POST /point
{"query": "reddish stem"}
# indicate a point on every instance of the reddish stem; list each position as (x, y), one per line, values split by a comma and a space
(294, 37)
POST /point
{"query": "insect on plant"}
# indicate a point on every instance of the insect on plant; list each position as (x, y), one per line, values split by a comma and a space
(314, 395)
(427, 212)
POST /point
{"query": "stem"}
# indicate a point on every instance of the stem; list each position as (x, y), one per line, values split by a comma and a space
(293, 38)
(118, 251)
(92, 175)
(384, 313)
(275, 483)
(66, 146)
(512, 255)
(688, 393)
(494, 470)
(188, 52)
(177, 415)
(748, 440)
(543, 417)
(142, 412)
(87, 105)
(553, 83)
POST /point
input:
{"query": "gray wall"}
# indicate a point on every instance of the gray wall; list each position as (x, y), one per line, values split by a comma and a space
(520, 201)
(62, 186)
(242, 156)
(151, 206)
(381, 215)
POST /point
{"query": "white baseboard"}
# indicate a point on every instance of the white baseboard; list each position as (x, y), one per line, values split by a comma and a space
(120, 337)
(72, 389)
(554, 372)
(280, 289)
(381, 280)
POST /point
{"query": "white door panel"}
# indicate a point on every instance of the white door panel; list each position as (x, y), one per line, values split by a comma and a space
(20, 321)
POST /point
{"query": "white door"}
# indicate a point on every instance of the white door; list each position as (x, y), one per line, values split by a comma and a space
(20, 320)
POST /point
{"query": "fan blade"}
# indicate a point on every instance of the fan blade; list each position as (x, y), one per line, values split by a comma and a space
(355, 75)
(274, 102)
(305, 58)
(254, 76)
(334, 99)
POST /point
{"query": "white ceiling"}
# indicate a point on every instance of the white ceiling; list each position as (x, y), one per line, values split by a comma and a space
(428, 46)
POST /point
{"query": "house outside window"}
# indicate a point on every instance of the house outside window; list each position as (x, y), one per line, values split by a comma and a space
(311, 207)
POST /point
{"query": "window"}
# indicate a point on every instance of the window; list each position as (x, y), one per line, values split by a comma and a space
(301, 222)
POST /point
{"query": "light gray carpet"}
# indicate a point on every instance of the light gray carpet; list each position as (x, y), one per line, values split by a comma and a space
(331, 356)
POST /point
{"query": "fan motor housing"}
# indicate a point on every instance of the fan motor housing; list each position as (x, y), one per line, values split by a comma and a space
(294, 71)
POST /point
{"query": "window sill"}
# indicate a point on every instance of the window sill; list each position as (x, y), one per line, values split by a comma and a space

○ ○ ○ ○ ○

__Directive__
State how many lines above contain the word "ceiling".

__Response to this task__
2